(Point labeling examples)
● ● ● ●

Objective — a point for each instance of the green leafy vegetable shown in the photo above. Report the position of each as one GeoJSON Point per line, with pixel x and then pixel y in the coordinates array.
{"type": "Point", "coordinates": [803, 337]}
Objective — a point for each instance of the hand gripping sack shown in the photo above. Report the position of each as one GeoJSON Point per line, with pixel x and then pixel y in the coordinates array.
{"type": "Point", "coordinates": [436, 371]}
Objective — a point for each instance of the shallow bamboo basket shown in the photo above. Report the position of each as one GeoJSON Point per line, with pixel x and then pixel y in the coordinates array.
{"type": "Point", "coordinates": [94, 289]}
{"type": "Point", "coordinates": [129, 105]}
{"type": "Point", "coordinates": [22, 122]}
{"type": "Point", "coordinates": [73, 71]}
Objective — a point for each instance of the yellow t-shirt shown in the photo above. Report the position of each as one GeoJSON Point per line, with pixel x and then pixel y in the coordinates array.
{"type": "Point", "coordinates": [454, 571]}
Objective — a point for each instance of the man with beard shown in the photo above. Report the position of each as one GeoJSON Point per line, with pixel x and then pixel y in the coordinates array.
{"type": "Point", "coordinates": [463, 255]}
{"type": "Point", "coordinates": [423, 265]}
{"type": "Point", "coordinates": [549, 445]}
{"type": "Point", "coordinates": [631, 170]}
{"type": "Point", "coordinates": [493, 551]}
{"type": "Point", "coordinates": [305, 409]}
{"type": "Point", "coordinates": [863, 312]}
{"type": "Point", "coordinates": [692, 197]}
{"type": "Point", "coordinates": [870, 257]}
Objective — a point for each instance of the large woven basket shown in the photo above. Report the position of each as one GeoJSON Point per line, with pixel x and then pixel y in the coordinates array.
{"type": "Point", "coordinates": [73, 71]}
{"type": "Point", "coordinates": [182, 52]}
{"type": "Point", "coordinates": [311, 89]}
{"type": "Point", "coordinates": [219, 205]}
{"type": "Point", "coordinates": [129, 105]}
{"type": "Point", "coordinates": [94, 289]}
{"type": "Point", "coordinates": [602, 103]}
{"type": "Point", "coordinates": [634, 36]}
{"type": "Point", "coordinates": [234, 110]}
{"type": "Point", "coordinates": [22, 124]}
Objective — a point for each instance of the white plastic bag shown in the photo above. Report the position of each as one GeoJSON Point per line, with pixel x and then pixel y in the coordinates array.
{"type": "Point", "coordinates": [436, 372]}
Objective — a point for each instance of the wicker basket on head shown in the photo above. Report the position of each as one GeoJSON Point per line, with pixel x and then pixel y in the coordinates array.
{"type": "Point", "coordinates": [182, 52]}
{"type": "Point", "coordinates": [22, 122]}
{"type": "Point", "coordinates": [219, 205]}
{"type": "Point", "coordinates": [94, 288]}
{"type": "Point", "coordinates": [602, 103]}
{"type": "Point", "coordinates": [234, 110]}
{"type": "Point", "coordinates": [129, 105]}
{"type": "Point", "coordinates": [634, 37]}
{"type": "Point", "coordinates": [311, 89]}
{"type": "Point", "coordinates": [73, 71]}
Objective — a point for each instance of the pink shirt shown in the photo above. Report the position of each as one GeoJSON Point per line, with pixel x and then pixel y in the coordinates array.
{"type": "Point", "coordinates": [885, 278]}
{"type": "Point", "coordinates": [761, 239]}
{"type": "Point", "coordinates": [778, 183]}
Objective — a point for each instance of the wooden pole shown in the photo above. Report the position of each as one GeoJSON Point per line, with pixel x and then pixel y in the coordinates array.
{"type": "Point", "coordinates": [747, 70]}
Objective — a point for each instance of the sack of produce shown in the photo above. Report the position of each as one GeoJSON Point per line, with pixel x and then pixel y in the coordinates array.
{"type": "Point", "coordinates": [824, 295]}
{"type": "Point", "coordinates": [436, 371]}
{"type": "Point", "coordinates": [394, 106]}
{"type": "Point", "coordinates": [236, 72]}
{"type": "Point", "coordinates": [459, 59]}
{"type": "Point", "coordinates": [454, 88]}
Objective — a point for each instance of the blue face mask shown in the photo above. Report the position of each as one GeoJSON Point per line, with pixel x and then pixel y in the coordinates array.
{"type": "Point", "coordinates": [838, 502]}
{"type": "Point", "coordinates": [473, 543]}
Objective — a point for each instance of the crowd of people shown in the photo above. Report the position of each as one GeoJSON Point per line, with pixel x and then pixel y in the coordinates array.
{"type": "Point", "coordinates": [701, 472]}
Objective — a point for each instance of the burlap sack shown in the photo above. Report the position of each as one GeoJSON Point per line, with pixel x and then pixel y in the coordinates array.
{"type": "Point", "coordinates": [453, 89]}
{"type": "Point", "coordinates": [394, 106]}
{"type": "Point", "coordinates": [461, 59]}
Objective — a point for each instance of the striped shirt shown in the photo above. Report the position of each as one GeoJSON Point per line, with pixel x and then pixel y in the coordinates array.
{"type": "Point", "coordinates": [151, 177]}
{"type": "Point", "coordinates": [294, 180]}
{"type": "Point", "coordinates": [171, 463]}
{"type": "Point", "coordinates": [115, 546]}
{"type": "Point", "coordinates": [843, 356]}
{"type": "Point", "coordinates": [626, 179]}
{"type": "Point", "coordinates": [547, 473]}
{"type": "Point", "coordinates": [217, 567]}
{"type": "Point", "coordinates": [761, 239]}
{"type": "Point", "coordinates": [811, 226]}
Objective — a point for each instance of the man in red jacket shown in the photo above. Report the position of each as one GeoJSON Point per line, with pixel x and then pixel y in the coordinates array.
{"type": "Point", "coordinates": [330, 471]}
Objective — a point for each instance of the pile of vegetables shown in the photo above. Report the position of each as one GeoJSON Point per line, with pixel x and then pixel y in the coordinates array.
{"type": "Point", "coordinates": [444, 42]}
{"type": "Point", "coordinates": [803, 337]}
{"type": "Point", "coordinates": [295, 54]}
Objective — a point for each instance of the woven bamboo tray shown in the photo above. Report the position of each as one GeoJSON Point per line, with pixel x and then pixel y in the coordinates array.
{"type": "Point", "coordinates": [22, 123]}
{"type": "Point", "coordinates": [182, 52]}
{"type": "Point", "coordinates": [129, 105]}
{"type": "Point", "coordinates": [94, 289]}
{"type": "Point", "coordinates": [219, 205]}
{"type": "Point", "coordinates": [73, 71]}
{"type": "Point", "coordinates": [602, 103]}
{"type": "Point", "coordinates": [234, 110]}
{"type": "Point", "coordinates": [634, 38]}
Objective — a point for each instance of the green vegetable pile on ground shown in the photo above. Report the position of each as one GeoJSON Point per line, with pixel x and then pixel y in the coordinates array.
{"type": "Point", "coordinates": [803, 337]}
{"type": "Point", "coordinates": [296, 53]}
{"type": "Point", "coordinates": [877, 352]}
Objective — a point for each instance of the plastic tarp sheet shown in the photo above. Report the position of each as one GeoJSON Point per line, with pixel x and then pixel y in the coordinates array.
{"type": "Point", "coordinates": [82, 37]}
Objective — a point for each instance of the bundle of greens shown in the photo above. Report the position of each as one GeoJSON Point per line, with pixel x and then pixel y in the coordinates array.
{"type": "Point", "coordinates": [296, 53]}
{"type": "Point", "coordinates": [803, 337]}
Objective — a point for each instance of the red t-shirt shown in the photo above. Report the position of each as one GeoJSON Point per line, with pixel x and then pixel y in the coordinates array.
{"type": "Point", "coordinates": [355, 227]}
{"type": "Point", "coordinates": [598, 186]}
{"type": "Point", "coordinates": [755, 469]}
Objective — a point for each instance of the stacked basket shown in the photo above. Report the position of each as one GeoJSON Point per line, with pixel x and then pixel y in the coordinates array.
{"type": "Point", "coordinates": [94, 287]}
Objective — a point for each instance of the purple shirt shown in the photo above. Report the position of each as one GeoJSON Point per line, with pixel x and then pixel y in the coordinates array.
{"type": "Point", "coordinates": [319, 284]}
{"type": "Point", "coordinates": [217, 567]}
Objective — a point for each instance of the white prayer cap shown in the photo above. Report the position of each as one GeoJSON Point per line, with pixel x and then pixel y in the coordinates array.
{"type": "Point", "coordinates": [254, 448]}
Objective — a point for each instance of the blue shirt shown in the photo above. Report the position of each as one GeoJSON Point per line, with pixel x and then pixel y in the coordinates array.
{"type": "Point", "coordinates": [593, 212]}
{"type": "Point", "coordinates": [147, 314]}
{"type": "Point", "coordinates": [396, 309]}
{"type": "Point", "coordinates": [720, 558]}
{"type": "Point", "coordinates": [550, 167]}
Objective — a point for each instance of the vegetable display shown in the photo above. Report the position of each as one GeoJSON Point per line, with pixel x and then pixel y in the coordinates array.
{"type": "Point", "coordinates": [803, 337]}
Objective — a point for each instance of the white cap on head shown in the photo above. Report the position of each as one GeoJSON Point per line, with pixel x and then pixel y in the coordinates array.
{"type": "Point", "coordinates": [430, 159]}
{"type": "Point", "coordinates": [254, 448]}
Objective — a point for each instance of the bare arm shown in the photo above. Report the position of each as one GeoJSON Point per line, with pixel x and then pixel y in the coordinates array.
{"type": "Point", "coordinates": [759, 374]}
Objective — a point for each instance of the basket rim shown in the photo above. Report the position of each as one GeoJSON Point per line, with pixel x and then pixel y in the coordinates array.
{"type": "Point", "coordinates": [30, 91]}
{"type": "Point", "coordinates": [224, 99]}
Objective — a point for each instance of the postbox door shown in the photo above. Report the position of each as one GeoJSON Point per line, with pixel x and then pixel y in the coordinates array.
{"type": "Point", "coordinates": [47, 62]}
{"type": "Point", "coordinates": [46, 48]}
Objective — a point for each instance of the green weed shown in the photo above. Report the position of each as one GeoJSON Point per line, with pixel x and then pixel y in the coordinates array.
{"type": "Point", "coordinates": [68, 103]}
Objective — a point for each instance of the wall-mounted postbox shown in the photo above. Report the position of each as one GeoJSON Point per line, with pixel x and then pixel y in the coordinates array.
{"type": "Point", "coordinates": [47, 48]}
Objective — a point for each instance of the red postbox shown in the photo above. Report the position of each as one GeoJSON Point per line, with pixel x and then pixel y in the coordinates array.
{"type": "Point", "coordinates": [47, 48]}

● ● ● ●

> Challenge: Exact repetition is required for the lines from the one that contains "Objective — a point for each instance of the bare" through the final line; leave out everything else.

> Written solution:
Objective — a point for each instance of the bare arm shown in the photo above. Report the position of each as one GeoJSON Point per line, with pixel x and then pixel y in the coordinates array.
{"type": "Point", "coordinates": [759, 374]}
Objective — a point for each instance of the basket rim shown in the photo above. Report the position of each as one GeoJSON Point per line, with pixel x and then pixel y in the coordinates array.
{"type": "Point", "coordinates": [30, 91]}
{"type": "Point", "coordinates": [224, 99]}
Objective — a point for each instance of the postbox door shown in the photo above. Report the position of each as one GeoJSON Point per line, with pixel x and then pixel y in the coordinates array.
{"type": "Point", "coordinates": [47, 62]}
{"type": "Point", "coordinates": [46, 48]}
Objective — a point for each instance of the green weed shown in the photo above. Report the position of each as one GeoJSON Point per line, with pixel x and then pixel y in the coordinates array.
{"type": "Point", "coordinates": [68, 103]}
Objective — a point for each instance of the wall-mounted postbox shown in the photo above. Report the position of each as one GeoJSON Point per line, with pixel x and then pixel y in the coordinates array.
{"type": "Point", "coordinates": [47, 48]}
Objective — a point for each instance of the red postbox shown in the photo above. Report the position of each as one GeoJSON Point per line, with pixel x and then pixel y in the coordinates array.
{"type": "Point", "coordinates": [47, 48]}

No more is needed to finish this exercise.